**WHAT IS NEEDED:** Reproduce the forum excerpt below on charging lithium batteries, in full and without any changes.

**EXTRACT:**

+-------+

Ok, nearly there now. Peter, can you answer the previous question I asked on the 50 mins? Is it always 50 mins despite the starting SoC of the lithiums? Does it automatically come on again once the voltage drops back below a set value?

 

14 minutes ago, peterboat said:

Exactly this Tony, as we speak I am looking at my BM2 it is showing 13.4 volts [I have just boiled a kettle] its shows 15 amps going into the batteries which given the day is correct, if it stays like this at the end of the day it will read 13.6 volts and 0 amps going in [unless the fridge kicks in

Later I have to drain down my heat exchanger it hold 140 litres of pink antifreeze deep joy?

Now I am confused again. Has the bank dropped in SoC so the voltage is less than 13.4V so the solar is now charging? If so why isnt it at 13.8V?..........or is the 13.4V just because its very cloudy today?

5 minutes ago, WotEver said:

So, because it is a low-current source, it’s currently voltage limiting to keep maximum power output and then switching off on voltage, exactly as I described earlier. Once the voltage reaches 13.8V it will switch off. 

So it has nothing to do with 50 minutes, that’s simply how long it’s taking to raise the voltage to 13.8V. 

Posts crossed.

Now that does make sense. I understand the low-current source. So, can that then be extended to an alternator or a battery charger (rather than solar) and would it work if you are getting 30A plus in from solar?

 

[WotEver]

4 minutes ago, Dr Bob said:

can that then be extended to an alternator or a battery charger (rather than solar) and would it work if you are getting 30A plus in from solar?

+-------+

**ENTRIES SHOWN:**

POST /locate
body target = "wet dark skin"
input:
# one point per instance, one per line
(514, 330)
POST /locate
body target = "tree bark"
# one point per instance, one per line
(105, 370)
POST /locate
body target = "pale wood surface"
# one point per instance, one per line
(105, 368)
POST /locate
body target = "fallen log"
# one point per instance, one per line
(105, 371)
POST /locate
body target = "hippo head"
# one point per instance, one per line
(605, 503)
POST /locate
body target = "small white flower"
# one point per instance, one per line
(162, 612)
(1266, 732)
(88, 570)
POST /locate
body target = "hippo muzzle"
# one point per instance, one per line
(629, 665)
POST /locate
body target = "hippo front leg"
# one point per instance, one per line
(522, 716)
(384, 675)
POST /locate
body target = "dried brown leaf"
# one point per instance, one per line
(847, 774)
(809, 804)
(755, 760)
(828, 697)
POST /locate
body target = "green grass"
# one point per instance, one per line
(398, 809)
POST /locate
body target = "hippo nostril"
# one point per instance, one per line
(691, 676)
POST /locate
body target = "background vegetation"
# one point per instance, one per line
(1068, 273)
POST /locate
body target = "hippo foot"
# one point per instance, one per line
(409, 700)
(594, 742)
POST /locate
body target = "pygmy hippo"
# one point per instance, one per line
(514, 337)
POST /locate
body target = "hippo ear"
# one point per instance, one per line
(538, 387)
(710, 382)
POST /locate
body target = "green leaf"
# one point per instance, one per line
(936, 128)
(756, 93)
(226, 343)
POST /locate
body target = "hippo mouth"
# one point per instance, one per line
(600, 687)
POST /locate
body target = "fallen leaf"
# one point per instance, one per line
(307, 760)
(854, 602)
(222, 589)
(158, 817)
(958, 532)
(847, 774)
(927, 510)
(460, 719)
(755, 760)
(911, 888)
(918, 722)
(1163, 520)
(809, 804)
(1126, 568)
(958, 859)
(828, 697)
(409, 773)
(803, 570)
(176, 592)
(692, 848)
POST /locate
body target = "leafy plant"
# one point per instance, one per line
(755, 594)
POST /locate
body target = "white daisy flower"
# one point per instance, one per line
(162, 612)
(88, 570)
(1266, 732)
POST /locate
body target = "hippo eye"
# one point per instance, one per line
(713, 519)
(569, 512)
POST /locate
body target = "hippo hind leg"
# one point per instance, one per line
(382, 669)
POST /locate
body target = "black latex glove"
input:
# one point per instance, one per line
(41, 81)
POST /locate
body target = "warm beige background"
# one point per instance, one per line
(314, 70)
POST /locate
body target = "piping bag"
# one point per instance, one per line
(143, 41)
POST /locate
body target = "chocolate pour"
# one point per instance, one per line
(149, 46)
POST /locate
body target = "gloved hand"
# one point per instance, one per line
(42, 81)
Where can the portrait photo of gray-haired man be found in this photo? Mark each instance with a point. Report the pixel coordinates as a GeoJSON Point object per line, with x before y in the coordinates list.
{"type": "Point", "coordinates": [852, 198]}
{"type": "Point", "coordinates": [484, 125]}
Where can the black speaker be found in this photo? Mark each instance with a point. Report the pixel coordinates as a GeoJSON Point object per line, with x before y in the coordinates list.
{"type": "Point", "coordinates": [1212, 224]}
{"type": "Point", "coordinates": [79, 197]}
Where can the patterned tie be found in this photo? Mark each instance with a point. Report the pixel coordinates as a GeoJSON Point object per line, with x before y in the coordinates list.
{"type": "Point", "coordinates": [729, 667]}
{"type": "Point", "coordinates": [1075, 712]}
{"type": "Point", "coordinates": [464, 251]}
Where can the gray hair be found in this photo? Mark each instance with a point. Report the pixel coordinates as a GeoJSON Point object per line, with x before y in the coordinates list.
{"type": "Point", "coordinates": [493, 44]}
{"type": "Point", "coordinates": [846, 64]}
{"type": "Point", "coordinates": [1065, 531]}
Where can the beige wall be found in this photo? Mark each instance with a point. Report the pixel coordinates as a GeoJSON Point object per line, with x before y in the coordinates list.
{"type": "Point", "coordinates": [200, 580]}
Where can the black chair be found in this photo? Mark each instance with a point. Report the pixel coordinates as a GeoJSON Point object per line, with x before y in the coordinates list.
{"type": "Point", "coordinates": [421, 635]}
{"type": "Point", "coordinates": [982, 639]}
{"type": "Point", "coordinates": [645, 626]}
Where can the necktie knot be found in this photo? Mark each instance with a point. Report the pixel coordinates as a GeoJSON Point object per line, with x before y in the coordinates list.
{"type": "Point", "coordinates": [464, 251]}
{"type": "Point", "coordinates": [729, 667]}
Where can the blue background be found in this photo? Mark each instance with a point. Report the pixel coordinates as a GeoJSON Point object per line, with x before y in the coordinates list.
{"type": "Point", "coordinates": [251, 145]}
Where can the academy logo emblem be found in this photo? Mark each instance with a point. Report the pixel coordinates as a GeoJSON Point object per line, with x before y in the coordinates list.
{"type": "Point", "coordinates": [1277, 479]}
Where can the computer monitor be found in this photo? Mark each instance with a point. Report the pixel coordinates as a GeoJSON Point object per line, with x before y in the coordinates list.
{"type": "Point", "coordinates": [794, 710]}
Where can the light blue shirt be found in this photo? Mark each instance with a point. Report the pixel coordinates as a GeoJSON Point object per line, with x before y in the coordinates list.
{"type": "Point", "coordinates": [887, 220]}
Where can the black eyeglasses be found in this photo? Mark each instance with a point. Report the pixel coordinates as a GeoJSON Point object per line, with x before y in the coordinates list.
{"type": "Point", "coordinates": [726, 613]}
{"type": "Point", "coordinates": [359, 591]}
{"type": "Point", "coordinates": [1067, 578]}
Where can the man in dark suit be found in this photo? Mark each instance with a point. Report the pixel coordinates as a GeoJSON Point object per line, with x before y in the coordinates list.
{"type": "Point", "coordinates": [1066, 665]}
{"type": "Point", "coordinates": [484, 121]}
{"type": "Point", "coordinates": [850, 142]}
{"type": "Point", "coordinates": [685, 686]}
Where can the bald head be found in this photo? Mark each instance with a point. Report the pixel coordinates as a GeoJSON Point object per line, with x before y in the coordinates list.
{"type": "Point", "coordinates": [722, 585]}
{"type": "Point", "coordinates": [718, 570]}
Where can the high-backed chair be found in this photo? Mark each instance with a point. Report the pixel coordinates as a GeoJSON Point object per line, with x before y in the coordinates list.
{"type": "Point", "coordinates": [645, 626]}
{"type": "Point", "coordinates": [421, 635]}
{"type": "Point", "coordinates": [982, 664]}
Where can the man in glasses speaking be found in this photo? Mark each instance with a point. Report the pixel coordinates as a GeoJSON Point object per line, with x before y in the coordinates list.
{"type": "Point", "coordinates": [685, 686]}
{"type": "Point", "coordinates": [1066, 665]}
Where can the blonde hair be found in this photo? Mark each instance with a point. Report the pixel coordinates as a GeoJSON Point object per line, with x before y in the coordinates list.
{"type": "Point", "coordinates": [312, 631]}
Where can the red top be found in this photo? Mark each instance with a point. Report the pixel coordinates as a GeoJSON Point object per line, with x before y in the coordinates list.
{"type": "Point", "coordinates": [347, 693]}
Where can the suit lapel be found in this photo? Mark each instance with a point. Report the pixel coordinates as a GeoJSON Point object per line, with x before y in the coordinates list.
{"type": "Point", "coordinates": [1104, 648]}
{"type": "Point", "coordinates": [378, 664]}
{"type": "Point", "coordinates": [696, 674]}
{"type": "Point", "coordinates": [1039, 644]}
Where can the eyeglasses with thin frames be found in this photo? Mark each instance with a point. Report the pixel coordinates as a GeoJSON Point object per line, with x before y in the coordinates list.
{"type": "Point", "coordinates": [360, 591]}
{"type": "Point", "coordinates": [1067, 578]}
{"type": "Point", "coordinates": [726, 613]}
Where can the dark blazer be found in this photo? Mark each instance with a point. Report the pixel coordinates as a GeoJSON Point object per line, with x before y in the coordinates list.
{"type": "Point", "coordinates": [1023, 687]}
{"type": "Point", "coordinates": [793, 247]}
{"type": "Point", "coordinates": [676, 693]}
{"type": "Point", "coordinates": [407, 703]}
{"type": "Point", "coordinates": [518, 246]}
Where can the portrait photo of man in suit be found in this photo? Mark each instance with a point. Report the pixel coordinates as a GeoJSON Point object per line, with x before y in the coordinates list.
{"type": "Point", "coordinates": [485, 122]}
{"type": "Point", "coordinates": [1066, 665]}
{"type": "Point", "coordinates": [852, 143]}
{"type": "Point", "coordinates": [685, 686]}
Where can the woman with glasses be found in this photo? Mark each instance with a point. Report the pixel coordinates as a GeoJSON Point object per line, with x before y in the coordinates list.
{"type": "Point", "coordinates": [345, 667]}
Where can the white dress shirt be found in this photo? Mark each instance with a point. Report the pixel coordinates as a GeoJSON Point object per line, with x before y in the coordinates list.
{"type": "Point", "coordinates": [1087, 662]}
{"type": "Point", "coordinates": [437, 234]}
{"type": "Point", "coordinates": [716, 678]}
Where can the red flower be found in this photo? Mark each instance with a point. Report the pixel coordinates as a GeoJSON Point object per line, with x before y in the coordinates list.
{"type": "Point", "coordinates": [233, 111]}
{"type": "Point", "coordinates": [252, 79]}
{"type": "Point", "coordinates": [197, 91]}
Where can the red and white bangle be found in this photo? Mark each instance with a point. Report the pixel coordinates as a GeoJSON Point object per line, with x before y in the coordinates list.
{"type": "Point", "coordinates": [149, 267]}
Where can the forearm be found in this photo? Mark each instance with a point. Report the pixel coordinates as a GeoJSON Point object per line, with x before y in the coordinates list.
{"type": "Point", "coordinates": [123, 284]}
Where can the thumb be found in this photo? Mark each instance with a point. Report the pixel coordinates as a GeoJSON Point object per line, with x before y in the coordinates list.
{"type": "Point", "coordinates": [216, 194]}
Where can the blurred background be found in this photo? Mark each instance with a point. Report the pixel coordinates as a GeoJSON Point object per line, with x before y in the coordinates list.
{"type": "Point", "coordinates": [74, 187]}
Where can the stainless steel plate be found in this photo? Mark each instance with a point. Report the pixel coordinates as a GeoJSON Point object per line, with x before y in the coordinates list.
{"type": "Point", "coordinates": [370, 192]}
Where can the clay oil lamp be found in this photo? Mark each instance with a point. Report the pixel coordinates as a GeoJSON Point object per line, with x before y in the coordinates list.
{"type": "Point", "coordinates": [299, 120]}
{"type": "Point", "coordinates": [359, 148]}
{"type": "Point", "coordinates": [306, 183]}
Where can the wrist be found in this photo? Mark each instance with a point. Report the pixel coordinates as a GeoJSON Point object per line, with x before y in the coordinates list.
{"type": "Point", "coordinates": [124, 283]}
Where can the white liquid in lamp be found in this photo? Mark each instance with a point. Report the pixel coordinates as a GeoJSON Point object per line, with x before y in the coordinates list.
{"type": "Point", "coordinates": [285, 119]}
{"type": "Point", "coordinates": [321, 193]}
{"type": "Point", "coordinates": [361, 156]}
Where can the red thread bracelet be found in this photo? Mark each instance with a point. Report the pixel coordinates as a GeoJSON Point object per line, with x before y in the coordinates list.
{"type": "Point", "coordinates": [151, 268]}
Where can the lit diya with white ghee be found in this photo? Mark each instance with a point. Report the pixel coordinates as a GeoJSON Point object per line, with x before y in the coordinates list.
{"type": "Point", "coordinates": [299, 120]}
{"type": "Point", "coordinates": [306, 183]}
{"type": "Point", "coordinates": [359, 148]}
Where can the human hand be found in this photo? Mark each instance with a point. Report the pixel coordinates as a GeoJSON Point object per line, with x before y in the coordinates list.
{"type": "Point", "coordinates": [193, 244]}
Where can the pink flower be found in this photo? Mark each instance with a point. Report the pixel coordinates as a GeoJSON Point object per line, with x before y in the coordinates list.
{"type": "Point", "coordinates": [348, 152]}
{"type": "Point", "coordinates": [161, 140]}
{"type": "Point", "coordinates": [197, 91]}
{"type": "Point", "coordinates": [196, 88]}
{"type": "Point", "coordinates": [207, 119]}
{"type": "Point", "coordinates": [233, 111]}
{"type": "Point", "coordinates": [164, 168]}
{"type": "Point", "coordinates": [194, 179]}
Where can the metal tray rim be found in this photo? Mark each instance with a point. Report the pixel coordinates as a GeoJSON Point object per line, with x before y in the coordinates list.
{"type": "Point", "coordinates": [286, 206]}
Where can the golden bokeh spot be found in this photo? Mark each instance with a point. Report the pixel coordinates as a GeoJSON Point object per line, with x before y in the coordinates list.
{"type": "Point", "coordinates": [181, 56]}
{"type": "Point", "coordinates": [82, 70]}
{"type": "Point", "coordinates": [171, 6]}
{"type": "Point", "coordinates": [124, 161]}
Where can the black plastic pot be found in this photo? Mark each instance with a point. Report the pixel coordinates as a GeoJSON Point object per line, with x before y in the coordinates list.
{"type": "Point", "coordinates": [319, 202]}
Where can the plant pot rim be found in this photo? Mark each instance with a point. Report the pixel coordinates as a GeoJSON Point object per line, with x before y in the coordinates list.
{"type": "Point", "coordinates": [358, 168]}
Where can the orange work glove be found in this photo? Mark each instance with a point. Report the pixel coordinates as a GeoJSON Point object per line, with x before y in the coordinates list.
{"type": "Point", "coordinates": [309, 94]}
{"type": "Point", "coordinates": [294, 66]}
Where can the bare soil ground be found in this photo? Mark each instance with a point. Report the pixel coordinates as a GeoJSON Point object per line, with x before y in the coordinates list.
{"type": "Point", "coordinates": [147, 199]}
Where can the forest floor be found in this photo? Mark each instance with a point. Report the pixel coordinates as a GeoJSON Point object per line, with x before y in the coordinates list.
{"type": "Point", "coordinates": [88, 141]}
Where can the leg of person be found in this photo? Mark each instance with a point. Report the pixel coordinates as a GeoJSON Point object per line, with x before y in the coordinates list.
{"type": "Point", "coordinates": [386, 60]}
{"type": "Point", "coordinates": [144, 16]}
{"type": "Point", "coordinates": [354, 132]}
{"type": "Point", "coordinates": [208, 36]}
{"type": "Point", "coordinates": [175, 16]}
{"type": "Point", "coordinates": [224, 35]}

+-------+

**CORRECT OUTPUT:**
Ok, nearly there now. Peter, can you answer the previous question I asked on the 50 mins? Is it always 50 mins despite the starting SoC of the lithiums? Does it automatically come on again once the voltage drops back below a set value?

 

14 minutes ago, peterboat said:

Exactly this Tony, as we speak I am looking at my BM2 it is showing 13.4 volts [I have just boiled a kettle] its shows 15 amps going into the batteries which given the day is correct, if it stays like this at the end of the day it will read 13.6 volts and 0 amps going in [unless the fridge kicks in

Later I have to drain down my heat exchanger it hold 140 litres of pink antifreeze deep joy?

Now I am confused again. Has the bank dropped in SoC so the voltage is less than 13.4V so the solar is now charging? If so why isnt it at 13.8V?..........or is the 13.4V just because its very cloudy today?

5 minutes ago, WotEver said:

So, because it is a low-current source, it’s currently voltage limiting to keep maximum power output and then switching off on voltage, exactly as I described earlier. Once the voltage reaches 13.8V it will switch off. 

So it has nothing to do with 50 minutes, that’s simply how long it’s taking to raise the voltage to 13.8V. 

Posts crossed.

Now that does make sense. I understand the low-current source. So, can that then be extended to an alternator or a battery charger (rather than solar) and would it work if you are getting 30A plus in from solar?

 

[WotEver]

4 minutes ago, Dr Bob said:

can that then be extended to an alternator or a battery charger (rather than solar) and would it work if you are getting 30A plus in from solar?